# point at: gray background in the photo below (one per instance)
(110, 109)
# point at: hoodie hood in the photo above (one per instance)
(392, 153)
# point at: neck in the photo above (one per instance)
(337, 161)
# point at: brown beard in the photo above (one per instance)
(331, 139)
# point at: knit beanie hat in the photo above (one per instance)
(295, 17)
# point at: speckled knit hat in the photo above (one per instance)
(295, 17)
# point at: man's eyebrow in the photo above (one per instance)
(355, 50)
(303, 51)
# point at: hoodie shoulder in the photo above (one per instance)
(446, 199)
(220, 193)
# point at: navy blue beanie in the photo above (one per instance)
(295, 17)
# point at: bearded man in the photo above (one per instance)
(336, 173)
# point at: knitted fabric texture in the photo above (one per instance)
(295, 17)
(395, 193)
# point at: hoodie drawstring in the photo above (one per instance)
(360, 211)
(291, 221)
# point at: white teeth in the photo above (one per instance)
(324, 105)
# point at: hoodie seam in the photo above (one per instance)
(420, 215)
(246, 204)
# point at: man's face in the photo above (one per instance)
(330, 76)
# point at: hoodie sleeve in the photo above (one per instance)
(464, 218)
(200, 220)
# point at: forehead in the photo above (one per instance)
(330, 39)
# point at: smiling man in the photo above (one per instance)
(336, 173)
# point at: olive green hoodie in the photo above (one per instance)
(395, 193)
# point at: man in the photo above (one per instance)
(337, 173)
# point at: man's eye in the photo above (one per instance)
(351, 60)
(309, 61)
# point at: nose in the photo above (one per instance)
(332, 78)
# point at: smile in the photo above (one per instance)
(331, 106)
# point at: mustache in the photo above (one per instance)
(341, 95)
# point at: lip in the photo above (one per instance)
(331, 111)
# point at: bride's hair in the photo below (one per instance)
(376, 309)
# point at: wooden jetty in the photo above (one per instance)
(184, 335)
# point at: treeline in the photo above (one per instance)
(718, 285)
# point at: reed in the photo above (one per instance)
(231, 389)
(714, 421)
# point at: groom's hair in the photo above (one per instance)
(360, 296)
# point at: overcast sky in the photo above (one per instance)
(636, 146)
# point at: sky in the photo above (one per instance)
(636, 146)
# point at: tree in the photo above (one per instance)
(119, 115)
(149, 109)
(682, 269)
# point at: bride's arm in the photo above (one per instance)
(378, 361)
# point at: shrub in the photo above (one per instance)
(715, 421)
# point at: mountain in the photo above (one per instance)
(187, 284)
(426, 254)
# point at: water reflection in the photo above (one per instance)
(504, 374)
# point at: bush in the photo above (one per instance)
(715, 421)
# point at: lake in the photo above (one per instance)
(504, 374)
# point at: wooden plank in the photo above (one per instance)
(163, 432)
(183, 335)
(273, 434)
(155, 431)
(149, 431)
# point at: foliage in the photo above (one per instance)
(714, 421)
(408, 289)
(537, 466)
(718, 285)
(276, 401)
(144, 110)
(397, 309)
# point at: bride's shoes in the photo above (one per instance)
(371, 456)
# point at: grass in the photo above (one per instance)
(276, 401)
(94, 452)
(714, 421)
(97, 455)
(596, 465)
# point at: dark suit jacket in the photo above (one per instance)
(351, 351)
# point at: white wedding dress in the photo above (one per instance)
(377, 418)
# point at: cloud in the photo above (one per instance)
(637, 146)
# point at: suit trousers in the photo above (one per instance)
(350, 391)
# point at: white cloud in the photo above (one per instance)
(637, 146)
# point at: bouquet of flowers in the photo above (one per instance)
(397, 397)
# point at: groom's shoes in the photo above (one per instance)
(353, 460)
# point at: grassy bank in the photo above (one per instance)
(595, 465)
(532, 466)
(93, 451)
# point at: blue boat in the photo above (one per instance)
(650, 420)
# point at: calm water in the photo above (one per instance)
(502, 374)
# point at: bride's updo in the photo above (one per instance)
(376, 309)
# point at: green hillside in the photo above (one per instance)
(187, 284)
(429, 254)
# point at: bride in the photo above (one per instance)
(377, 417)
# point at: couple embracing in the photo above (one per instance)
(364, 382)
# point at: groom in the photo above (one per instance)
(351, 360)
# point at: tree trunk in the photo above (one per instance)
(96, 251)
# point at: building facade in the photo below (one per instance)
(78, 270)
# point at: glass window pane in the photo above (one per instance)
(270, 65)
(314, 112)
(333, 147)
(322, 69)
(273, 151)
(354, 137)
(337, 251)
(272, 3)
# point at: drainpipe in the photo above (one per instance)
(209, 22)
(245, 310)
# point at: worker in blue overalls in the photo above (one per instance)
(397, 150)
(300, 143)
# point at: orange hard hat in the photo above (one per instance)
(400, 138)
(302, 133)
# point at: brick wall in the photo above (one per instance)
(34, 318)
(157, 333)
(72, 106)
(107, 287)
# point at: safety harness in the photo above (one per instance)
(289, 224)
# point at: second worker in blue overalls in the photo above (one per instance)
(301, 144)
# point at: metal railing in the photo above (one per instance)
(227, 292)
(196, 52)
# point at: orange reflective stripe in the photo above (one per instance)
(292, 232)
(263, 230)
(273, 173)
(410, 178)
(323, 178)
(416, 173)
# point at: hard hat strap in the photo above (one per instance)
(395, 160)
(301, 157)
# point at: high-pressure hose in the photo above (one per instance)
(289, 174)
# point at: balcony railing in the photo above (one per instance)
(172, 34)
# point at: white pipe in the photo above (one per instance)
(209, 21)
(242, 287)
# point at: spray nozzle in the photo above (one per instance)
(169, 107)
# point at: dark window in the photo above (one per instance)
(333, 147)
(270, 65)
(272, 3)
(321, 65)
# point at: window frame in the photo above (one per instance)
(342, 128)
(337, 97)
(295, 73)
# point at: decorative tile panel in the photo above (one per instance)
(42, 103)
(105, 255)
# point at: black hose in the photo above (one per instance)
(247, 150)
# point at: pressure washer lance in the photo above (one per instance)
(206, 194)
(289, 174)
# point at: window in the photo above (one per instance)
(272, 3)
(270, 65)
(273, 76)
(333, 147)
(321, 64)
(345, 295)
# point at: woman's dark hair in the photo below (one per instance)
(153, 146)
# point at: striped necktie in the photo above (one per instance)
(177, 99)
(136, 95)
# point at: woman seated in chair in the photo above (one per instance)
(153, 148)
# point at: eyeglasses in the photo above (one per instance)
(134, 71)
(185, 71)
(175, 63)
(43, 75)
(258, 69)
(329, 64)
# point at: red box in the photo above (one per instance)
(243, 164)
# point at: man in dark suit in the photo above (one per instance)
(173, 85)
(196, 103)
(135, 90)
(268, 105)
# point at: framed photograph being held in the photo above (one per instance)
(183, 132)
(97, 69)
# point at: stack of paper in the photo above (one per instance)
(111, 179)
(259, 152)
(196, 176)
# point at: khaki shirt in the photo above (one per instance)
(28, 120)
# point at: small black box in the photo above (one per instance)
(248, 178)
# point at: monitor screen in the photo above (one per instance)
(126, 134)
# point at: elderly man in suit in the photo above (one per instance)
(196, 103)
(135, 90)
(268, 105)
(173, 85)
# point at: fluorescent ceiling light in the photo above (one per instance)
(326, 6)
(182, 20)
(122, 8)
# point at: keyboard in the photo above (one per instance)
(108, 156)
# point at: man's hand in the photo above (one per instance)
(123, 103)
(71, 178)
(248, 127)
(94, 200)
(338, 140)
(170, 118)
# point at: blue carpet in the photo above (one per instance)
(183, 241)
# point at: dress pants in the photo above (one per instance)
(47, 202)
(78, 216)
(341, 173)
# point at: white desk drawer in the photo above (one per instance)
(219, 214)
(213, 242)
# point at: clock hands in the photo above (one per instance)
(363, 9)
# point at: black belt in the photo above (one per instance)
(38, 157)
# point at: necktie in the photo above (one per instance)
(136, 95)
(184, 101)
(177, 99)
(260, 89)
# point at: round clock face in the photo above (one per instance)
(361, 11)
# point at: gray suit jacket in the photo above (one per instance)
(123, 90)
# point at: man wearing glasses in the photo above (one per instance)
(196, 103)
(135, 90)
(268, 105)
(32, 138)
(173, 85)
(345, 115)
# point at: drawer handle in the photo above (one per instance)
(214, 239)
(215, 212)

========

## What is being asked:
An exact copy of the lines from the one containing "# point at: clock" through the end of the data above is the whole answer.

## Exercise answer:
# point at: clock hands in the photo above (one per instance)
(363, 9)
# point at: black belt in the photo above (one per instance)
(38, 157)
# point at: necktie in the photo above (one per instance)
(136, 95)
(184, 101)
(177, 99)
(260, 89)
# point at: round clock face in the photo above (one per instance)
(361, 11)
# point at: gray suit jacket in the photo above (one per instance)
(123, 90)
# point at: man wearing glasses in the photo above (one per instance)
(196, 103)
(135, 90)
(268, 105)
(32, 138)
(173, 85)
(345, 115)
# point at: drawer handle in the photo above (one per instance)
(214, 239)
(215, 212)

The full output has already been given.